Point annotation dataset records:
——

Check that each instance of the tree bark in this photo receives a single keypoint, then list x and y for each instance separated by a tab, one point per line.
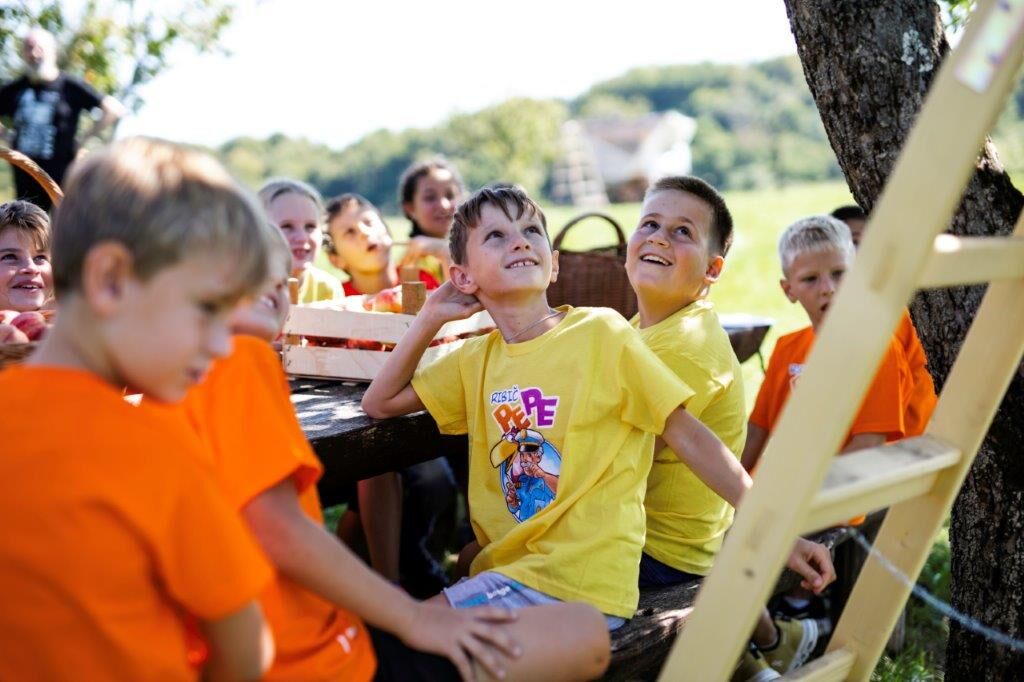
868	66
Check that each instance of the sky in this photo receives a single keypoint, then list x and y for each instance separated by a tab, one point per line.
334	71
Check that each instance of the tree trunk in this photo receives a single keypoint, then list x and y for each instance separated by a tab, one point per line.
868	66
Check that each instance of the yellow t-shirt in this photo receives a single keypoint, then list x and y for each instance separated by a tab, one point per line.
560	448
318	285
686	520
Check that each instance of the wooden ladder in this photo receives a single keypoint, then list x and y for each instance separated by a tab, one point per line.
801	486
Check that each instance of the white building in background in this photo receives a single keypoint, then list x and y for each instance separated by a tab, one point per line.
616	158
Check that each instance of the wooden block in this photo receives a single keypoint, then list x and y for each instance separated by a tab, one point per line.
414	295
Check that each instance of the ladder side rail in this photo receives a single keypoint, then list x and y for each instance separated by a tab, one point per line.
977	382
894	254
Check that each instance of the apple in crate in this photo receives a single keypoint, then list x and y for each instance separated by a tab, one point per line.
387	300
32	324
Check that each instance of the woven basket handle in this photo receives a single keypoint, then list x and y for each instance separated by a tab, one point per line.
18	160
593	214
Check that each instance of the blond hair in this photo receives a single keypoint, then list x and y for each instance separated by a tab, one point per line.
814	235
165	204
29	219
278	186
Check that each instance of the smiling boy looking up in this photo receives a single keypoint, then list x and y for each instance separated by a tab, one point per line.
561	406
674	256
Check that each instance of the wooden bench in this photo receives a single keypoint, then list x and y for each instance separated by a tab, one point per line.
353	446
639	647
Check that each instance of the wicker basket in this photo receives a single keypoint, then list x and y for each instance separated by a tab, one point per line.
11	353
595	278
26	164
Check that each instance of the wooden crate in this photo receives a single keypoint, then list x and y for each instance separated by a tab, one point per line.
325	321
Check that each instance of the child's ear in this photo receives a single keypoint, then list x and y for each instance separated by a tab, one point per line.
784	284
107	271
462	280
714	271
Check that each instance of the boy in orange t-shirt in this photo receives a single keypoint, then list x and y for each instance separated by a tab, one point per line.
815	252
923	397
114	536
268	472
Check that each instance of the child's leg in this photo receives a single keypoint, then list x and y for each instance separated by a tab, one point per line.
380	510
466	557
564	641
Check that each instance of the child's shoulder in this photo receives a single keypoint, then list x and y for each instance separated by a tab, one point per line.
117	436
795	341
605	320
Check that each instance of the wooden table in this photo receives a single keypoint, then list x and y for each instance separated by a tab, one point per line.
353	446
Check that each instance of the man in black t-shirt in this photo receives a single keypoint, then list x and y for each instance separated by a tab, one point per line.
44	107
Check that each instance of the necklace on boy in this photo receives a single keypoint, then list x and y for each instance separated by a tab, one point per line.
531	326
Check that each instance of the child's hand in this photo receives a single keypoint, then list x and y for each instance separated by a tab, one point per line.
448	303
463	635
813	562
425	246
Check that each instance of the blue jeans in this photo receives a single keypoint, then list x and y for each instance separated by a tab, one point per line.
493	589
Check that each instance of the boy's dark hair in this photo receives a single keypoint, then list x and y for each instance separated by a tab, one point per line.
467	215
721	219
28	218
337	206
849	212
411	178
340	203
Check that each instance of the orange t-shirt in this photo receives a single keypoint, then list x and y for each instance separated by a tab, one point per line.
112	531
885	403
244	412
923	396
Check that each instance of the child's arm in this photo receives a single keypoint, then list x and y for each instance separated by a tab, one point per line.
713	463
756	439
305	552
391	394
700	450
241	645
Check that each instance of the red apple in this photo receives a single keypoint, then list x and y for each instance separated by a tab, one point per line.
11	334
387	300
32	324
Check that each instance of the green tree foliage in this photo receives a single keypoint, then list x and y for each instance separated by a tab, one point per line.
513	141
117	45
757	125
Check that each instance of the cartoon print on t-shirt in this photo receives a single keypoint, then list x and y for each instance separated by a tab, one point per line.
527	464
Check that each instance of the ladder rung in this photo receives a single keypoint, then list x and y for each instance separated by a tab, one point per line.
833	667
878	477
966	260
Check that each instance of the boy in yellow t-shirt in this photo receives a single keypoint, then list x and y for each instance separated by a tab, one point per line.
562	407
674	256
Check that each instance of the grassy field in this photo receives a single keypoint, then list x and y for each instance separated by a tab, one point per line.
750	282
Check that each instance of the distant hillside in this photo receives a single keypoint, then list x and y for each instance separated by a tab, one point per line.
757	127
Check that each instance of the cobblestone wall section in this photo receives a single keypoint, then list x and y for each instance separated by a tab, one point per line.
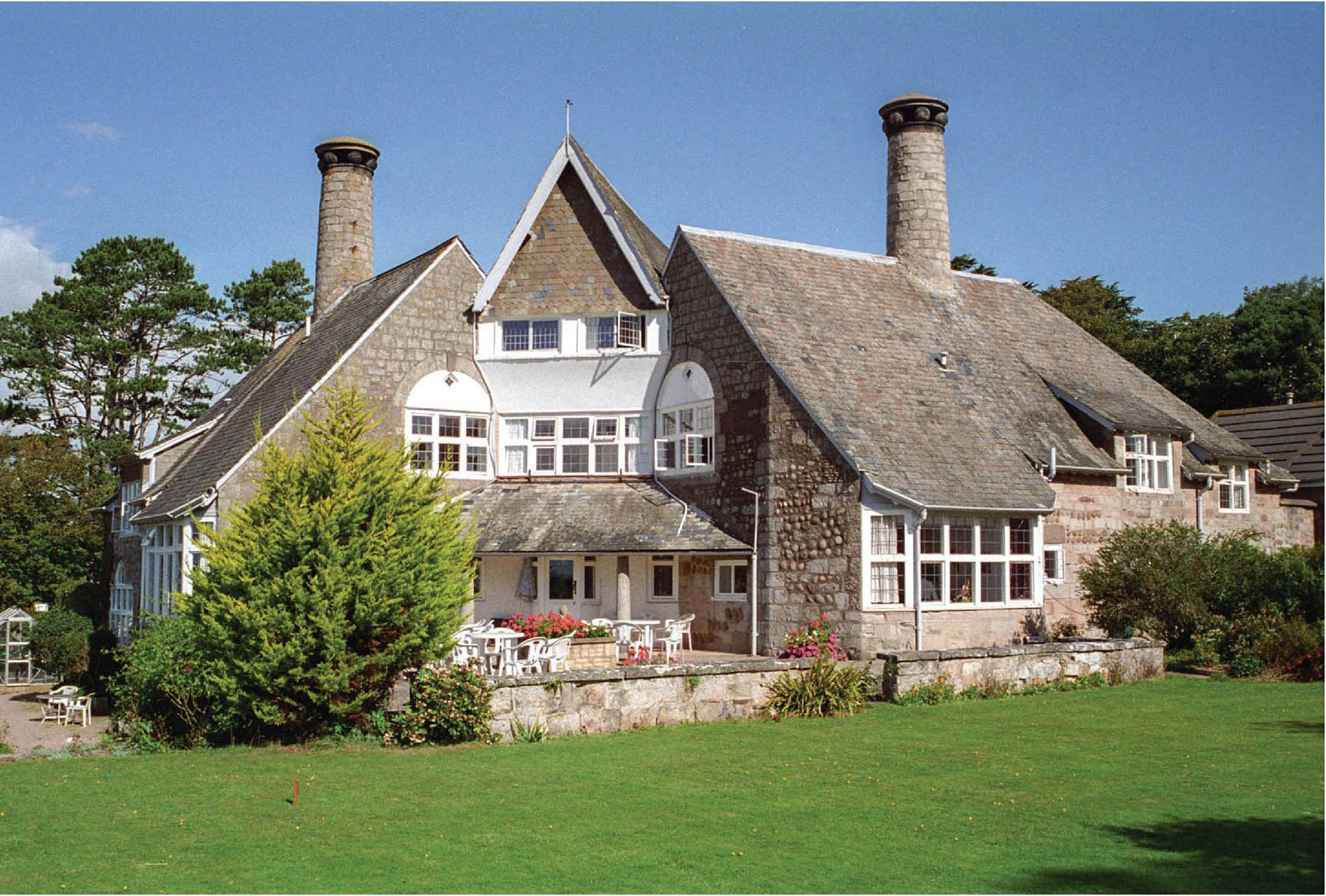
811	521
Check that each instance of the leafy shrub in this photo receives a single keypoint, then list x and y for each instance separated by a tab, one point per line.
930	694
450	707
343	572
60	642
826	688
554	625
1288	642
162	696
813	640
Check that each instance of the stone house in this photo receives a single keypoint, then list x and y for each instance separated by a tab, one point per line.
723	426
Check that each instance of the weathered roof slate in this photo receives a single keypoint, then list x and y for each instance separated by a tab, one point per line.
272	389
1289	434
859	343
589	518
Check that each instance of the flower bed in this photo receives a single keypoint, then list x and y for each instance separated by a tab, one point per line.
813	640
553	625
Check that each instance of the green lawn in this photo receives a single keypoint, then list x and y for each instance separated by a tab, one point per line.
1178	785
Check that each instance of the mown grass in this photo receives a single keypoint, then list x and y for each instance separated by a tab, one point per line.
1177	786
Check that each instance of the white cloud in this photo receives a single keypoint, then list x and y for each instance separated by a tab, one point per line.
26	269
94	132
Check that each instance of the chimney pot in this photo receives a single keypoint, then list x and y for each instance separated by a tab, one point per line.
918	193
345	249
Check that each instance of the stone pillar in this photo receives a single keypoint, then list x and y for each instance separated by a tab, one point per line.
623	587
918	190
345	219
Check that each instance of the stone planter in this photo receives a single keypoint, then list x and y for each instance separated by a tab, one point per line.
592	653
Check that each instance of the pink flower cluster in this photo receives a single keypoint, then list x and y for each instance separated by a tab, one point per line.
813	640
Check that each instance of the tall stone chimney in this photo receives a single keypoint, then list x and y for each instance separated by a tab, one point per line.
345	219
918	191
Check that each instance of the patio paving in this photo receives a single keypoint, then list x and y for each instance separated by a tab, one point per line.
23	714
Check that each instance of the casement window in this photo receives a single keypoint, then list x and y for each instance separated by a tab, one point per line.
617	331
121	605
964	562
573	445
163	567
731	579
662	577
686	437
1233	490
886	561
1147	459
1055	569
128	492
531	336
448	443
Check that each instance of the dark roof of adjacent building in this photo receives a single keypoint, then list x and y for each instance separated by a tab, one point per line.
859	343
262	399
590	518
1289	434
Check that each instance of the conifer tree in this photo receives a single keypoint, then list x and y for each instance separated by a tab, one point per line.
343	572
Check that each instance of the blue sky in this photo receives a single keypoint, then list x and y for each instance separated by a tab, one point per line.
1175	148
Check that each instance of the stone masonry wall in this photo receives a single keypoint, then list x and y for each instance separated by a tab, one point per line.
1119	660
427	331
809	562
595	701
570	262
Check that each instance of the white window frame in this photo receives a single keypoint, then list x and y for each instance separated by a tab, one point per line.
466	444
656	562
1056	572
626	437
1231	485
884	559
691	443
121	603
129	491
917	562
1146	463
732	565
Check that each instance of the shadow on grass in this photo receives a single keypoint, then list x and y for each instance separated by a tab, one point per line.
1294	727
1255	856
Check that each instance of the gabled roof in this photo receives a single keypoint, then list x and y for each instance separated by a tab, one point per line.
859	343
275	389
643	251
590	518
1289	434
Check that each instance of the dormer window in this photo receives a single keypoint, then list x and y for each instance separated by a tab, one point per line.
1233	490
526	336
1147	459
618	331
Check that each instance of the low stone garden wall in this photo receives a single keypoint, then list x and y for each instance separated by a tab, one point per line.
593	701
1119	660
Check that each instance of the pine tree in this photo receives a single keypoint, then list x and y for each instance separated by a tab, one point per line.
343	572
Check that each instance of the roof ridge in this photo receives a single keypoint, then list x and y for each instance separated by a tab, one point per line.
789	244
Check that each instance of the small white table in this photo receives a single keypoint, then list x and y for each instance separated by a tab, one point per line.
499	648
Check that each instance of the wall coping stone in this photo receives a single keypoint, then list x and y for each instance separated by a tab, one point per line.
1075	646
628	673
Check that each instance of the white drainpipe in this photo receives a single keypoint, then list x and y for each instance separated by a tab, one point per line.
917	577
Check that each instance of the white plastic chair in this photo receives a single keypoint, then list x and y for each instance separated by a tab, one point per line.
556	653
670	646
80	708
528	656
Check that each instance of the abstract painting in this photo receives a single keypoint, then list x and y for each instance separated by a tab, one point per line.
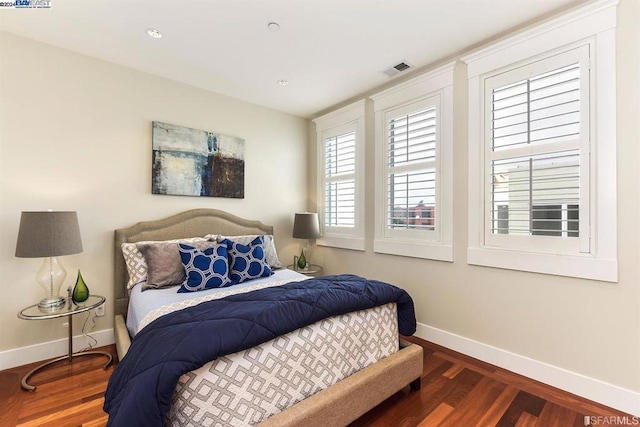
192	162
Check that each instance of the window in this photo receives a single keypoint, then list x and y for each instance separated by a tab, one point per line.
340	180
414	177
340	136
537	151
542	149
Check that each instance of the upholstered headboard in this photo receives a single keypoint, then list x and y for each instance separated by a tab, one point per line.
193	223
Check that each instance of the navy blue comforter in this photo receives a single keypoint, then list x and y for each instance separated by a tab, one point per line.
140	389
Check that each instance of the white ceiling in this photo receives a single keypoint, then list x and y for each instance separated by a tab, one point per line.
328	50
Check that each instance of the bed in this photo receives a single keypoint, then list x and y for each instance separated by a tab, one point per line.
337	402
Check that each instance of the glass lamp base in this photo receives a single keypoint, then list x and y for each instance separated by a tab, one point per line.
51	304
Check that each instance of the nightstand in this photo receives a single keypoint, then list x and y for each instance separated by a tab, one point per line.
312	270
69	309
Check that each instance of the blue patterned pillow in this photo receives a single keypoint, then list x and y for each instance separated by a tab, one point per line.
247	262
204	268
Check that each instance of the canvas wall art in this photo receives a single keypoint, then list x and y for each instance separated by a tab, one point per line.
192	162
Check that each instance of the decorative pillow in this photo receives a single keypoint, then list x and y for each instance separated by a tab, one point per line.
247	262
135	262
204	268
269	246
164	267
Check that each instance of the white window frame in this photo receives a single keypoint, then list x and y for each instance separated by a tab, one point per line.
595	256
434	88
338	122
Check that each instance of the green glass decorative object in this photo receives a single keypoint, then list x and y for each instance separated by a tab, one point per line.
302	261
80	291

——

Emit verbatim the lines running from the one with "Check that each instance of the upholstered" through the last line of the data, both endpoints inclusive.

== TASK ANSWER ==
Check that each instance of the upholstered headboard in this photo receives a single keypoint, then list x and y for each instance separated by a tab, one point per line.
193	223
Check that each instance of the navy blue comforter in this photo receives a single keypoint, then list x and y for each instance separated by a tab, one point per line.
140	389
Check that each instance of the white ceiling in this photo receives a single keypoint, then list x and y for each instance separated by a tab, one point per line.
328	50
Check that each instance of the bed in this photo receives a single keypoint, then list x and y for each instance separated by a tab, one point per line.
337	402
Check that each instance of the glass lamp base in this photo receives a single keypoint, then list x and y for each instance separated by a tab, one point per line.
51	304
Check that each instance of the nightstand in this photo receives a single keypoint, then list x and y for each instance separated by a tab, one point per line.
312	270
69	309
Check that each instance of the blue patterned pillow in this photo receives a single keypoint, then list x and y for each instance separated by a tab, one point per line.
247	262
204	268
Check that each instance of the canvas wall art in this photo receives a single keypoint, then list x and y for each instance separated by a tab, one point per line.
192	162
Check that each instance of the decorative pillow in this photo receives a single keypoint, then list x and y for each instance separated by a tab, one point per line.
247	262
135	262
204	268
269	246
164	267
Check that each instance of the white window frame in this photo receives a single keypoint, then list x and y for each instance separated by a tab, one point per line.
595	256
434	88
338	122
Check that each instance of the green glass decorative object in this photo receives a single keypoint, then list x and y for each instance separated by a tab, one point per line.
302	261
80	291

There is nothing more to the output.